- What to work on:
1. Answer these questions about the PostgreSQL forum thread:
(a) With 50 books in the database, how many queries does the script perform?
(b) What name does the reply give for the technique being asked about?
(c) Where does that reply suggest beginning to learn it?
2. Pick up the PostgreSQL forum thread after its final quoted step and write what comes next.
>> START Page text
How can I reduce the number of queries to my PostgreSQL database?

S

SR

As a starter project for learning Python/PostgreSQL, I am building a
Books database that stores information on the books on my bookshelf.

Say I have three tables.

Table "books" contains rows for book_id, title, subtitle, ISBN.

Table "authors" contains rows for author_id, author surname, author
first names, biographical notes.

Table "bookauthors" contains two rows: book_id, author_id.

The bookauthors table links the books and authors tables.

Scenario: I have a python script which creates web page listing all
books in the database, and all authors for each book. My python script
does essentially three things:

1. retrieve a list of all book_ids and book_titles.

2. for each book_id, query the bookauthors table and retrieve all
author names for that book_id.

3. display it all out as an html table on a web page.

The script works fine, if a little slow. I think that's because if I
have 50 books in my database, my script performs 51 database queries (1
for all book names; then 1 for each book). A colleague of mine
suggested that I could get away with two queries, 1 to read the book
ids and titles, and 1 to read the bookauthors table to pull in *all*
relations, and then do all the work in Python.

I think I know where he's coming from, but I don't know where to begin.
Any clues? Is there a specific name for this technique?
 
F

Frank Millman

SR said:
As a starter project for learning Python/PostgreSQL, I am building a
Books database that stores information on the books on my bookshelf.

Say I have three tables.

Table "books" contains rows for book_id, title, subtitle, ISBN.

Table "authors" contains rows for author_id, author surname, author
first names, biographical notes.

Table "bookauthors" contains two rows: book_id, author_id.

The bookauthors table links the books and authors tables.

Scenario: I have a python script which creates web page listing all
books in the database, and all authors for each book. My python script
does essentially three things:

1. retrieve a list of all book_ids and book_titles.

2. for each book_id, query the bookauthors table and retrieve all
author names for that book_id.

3. display it all out as an html table on a web page.

The script works fine, if a little slow. I think that's because if I
have 50 books in my database, my script performs 51 database queries (1
for all book names; then 1 for each book). A colleague of mine
suggested that I could get away with two queries, 1 to read the book
ids and titles, and 1 to read the bookauthors table to pull in *all*
relations, and then do all the work in Python.

I think I know where he's coming from, but I don't know where to begin.
Any clues? Is there a specific name for this technique?

The specific name you are looking for is to 'join' tables. There will
be many references and tutorials available, but I suggest you start
with the PostgreSQL tutorial, which is part of the documentation
supplied with PostgreSQL.

Here is a link to the 'join' command in the online manual.

http://www.postgresql.org/docs/8.1/interactive/tutorial-join.html

HTH

Frank Millman
 
M

Martin Christensen

SR> Scenario: I have a python script which creates web page listing
SR> all books in the database, and all authors for each book. My
SR> python script does essentially three things:

SR> 1. retrieve a list of all book_ids and book_titles.

SR> 2. for each book_id, query the bookauthors table and retrieve all
SR> author names for that book_id.
>> END Page text
>> START Given information
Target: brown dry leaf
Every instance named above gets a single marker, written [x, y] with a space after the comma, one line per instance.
>> END Given information
- Answers:
1.
(a) 51 queries: one for all book names, then one for each book.
(b) Joining tables ("join").
(c) The PostgreSQL tutorial, which is part of the documentation supplied with PostgreSQL.

2.
SR> 3. display it all out as an html table on a web page.

That's one query, if you're willing to make it advanced enough,
although you need to make an aggregate to enable PostgreSQL to
concatenate and comma separate author names. However, this aggregate
will typically need more than one database function. Such an aggregate
could be as follows:

CREATE OR REPLACE FUNCTION author_agg_sfunc(TEXT, authors.name%TYPE)
RETURNS TEXT AS '
SELECT $1 || '', '' || $2;
' LANGUAGE sql;

CREATE OR REPLACE FUNCTION author_agg_ffunc(TEXT)
RETURNS TEXT AS '
SELECT trim(trailing '', '' from $1);
' LANGUAGE sql;

CREATE AGGREGATE author_agg (
basetype = VARCHAR(100),
sfunc = author_agg_sfunc,
stype = TEXT,
finalfunc = author_agg_ffunc,
initcond = ''
);

Then you could use it as follows:

SELECT author_agg(authors.name),
foo,
bar
FROM authors, writes, books
WHERE authors.id = writes.author_id
AND writes.book_id = books.id
GROUP BY foo, bar;

This is the solution that I would use after working nearly a decade
with databases. It is neither simple nor obvious to the novice, but
it's the Right Way To Do It. For a learning exercise, this is way over
the top, but I thought you might benefit from seeing that - so long as
you only need information that would reasonably fit in one table on a
web page or the equivalent - one query is always enough. Or perhaps
that should be One Query Is Always Enough. :) Learn at your own pace,
though, but you might want to keep this in mind for future reference.

Martin
 
D

Dennis Lee Bieber

As a starter project for learning Python/PostgreSQL, I am building a
Books database that stores information on the books on my bookshelf.

Say I have three tables.
Only three? <G> {My never completed design runs more like:

Book(_ID_, Title, Description, Keywords, ISBN, ShelfNumber, pubID,
categoryID, formatID)
Author(_ID_, Lastname, Firstname)
BookAuthor(_bookID, authorID_)
Publisher(_ID_, PublisherName, ...)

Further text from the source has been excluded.